Could you reproduce all the entries under this sentence exactly, leaving the images aside?

═══ Data section

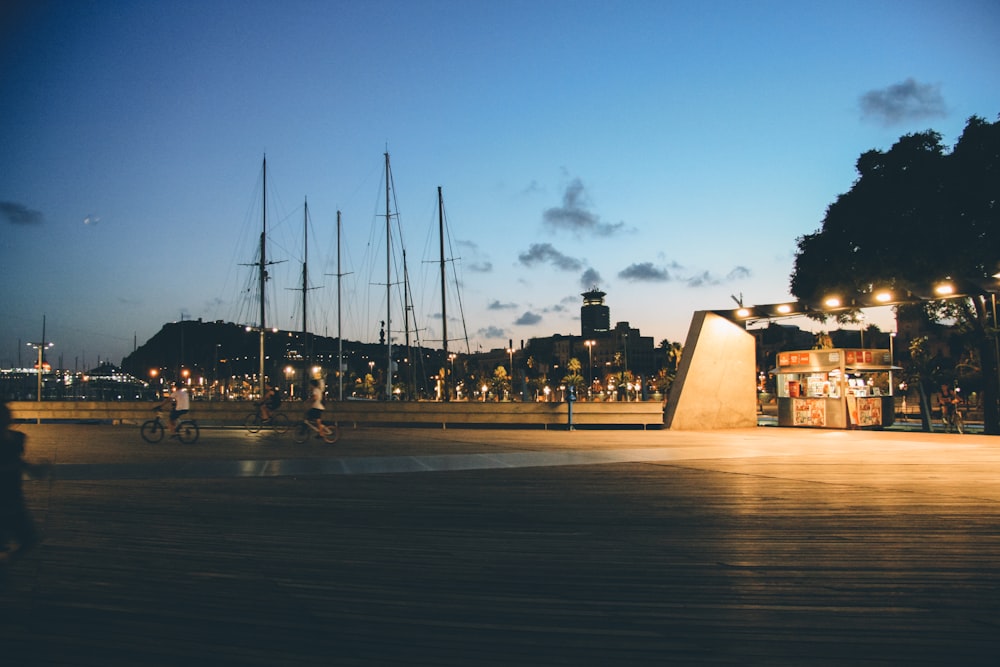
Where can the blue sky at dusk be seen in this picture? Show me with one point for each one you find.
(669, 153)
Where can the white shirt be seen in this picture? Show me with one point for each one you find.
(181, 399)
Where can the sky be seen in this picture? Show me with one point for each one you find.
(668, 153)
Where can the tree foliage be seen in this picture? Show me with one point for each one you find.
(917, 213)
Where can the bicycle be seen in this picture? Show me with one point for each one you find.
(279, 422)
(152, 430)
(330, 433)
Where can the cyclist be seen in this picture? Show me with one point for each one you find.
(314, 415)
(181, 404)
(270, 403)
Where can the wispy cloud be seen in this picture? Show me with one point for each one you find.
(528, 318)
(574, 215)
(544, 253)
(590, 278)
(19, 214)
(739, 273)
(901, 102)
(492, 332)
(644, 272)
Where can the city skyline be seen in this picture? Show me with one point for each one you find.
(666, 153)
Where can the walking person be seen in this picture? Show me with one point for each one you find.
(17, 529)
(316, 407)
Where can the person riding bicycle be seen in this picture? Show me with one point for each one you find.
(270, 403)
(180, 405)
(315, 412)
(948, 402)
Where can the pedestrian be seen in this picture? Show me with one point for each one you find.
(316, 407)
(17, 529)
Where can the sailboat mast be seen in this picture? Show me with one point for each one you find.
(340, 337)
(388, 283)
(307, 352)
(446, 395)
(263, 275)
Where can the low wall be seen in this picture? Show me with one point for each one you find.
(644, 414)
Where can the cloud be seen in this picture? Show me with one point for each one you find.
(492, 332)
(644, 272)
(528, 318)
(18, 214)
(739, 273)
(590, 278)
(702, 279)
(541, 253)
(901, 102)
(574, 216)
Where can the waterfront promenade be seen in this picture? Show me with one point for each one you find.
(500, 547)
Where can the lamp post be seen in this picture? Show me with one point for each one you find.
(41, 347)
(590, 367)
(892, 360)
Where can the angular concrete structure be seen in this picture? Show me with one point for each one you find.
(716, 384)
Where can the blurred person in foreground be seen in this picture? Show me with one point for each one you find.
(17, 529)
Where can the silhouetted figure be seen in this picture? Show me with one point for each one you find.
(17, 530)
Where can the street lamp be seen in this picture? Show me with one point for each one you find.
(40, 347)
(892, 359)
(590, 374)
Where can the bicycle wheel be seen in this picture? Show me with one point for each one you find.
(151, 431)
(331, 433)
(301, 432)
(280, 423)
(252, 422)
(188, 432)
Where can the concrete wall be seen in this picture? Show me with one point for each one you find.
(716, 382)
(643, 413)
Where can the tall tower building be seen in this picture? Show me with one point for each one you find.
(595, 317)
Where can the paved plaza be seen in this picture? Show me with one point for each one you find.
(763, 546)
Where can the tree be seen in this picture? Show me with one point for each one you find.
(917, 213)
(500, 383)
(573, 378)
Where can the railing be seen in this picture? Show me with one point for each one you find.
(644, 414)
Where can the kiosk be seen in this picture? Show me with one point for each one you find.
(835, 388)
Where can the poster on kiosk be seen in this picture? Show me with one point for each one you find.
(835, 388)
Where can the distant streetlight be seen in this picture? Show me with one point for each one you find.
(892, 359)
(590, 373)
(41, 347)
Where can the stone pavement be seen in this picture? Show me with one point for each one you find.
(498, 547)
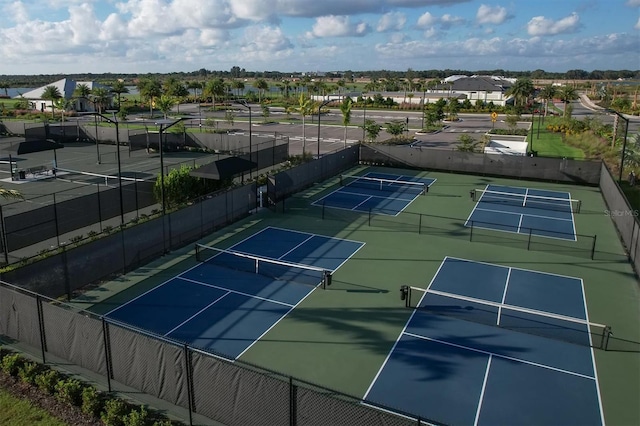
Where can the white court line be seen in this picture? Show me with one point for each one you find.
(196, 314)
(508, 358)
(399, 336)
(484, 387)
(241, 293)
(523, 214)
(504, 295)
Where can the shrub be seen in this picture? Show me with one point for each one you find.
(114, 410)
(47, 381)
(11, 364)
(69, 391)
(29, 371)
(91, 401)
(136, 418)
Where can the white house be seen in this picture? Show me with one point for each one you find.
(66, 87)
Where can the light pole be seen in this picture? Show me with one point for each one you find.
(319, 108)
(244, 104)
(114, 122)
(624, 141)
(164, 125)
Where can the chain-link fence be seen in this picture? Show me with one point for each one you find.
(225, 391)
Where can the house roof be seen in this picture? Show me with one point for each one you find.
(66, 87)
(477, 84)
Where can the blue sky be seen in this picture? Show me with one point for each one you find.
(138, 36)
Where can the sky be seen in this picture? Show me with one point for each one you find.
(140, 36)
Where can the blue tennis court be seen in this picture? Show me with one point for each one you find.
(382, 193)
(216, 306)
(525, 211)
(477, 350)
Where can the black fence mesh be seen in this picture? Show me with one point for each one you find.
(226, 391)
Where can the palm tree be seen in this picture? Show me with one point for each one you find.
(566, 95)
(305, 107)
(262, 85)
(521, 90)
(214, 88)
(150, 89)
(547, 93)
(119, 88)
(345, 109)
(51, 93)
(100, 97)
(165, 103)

══════

- Exercise answer -
Where can the blue sky at dusk be seen in this picture? Show me with one point for each one you find.
(669, 153)
Where can the white shirt be seen in this picture? Show me with one point for each one you find.
(181, 399)
Where can the sky be seen in this picture? Show me with one point for each one you find.
(668, 153)
Where can the tree foliage be seen in this picture? Show me with one point for each one you find.
(917, 213)
Where can the bicycle be seen in this picture? Show me with one point for each one you find.
(279, 422)
(152, 430)
(330, 433)
Where can the cyclist be seen in this picture? Show me with one point for each one you find.
(314, 415)
(181, 404)
(270, 403)
Where can the wispy cloud be seen in this picture? Show me with one point for each one you find.
(528, 318)
(574, 215)
(544, 253)
(590, 278)
(19, 214)
(739, 273)
(901, 102)
(492, 332)
(644, 272)
Where can the city skyline be seen in this picture? Show me with one point for each one you find.
(666, 153)
Where can the walking person be seen in this picture? Show me with one point for each one you find.
(17, 529)
(316, 407)
Where can the person riding bicycle be seen in this picture? Show me with one point for each one you find.
(270, 403)
(180, 405)
(315, 412)
(948, 402)
Where can the pedestrian be seen in this picture? Show me with one point for each one you find.
(316, 407)
(17, 529)
Where can the sailboat mast be seen in this picture? Show me with one point for each one you find.
(340, 337)
(388, 283)
(307, 352)
(446, 395)
(263, 275)
Where can the low wall be seen in this picture? Show me with one point for each one you find.
(644, 414)
Where can the cloud be seen in this picture? Show me with one point for each one you find.
(492, 332)
(644, 272)
(528, 318)
(18, 214)
(739, 273)
(590, 278)
(702, 279)
(541, 253)
(901, 102)
(574, 216)
Where can the waterfront promenade be seen in this picture? Show me with one point for each one you find.
(500, 547)
Where can the lamp post be seen in this picture? Show me with one point for each one you find.
(41, 347)
(590, 367)
(892, 360)
Where can the angular concrete structure be seen in this picture? Show me with one point for each one you find.
(716, 384)
Where can the blurred person in foreground be seen in this picture? Show me with one point for each one you find.
(17, 529)
Where can the silhouetted figure be seen in this picture? Show me with one point for each one you find.
(17, 530)
Where can the street lamp be seen in this picture? Show me with one point for each one you find.
(40, 347)
(892, 359)
(590, 374)
Where can the bicycle wheel be seen in this picture? Show me with one point for each one you find.
(151, 431)
(331, 433)
(301, 432)
(280, 423)
(252, 422)
(188, 432)
Where can the concrete wall be seen in this picture? Show me with one point for each one you find.
(716, 382)
(643, 413)
Where can the tall tower building be seen in this picture? Show me with one point for each one you find.
(595, 317)
Where can the paved plaza be seen in this picture? Show me with one point for each one you find.
(763, 546)
Where can the tree be seen in this picture? Show me with one point for each one you find.
(917, 213)
(500, 383)
(573, 378)
Where can the railing be seen in this picture? Show me with one point for each one you find.
(644, 414)
Where can the kiosk be seen in this picture? Show me with one point for each one you find.
(835, 388)
Where can the poster on kiosk be seen in this picture? Show me with one point for each one you find.
(835, 388)
Where can the distant streetlight be seen in this picture? Show me with one point for each one you find.
(892, 359)
(590, 373)
(41, 347)
Where can the stone pavement be seen in this picture? Show me with one point for each one you find.
(498, 547)
Where can the white court line be seen in this picture? Show me with one point for each one you find.
(196, 314)
(508, 358)
(399, 336)
(484, 387)
(241, 293)
(523, 214)
(504, 295)
Where can the shrub be seen in this picture? Show me with one point for each one you find.
(114, 410)
(47, 381)
(11, 364)
(69, 391)
(29, 371)
(91, 401)
(136, 418)
Where can the white house be seen in this picture? Show me with one point for each one you find.
(66, 87)
Where can the light pole be seen in this picture? Show me with one point for each one you find.
(319, 108)
(244, 104)
(114, 122)
(624, 141)
(164, 125)
Where can the chain-link fence be seen in this picture? Show me with one point for each one you find.
(225, 391)
Where can the house roof be seen in this picture? Show me with one point for each one you find.
(66, 87)
(477, 84)
Where can the blue sky be seen in this picture? Show me with one point for each one you find.
(138, 36)
Where can the sky be seen in this picture? Show me with one point for each one you find.
(140, 36)
Where can the blue tennis court be seen in this picture? Show me with one point for each one you find.
(382, 193)
(216, 306)
(525, 211)
(477, 350)
Where can the black fence mesh be seen in this picture? Show me with one point for each one you find.
(226, 391)
Where can the palm tree be seen in this picture? Show me with one point for each one you find.
(566, 95)
(305, 107)
(262, 85)
(521, 90)
(214, 88)
(150, 89)
(547, 93)
(119, 88)
(345, 109)
(51, 93)
(100, 97)
(165, 103)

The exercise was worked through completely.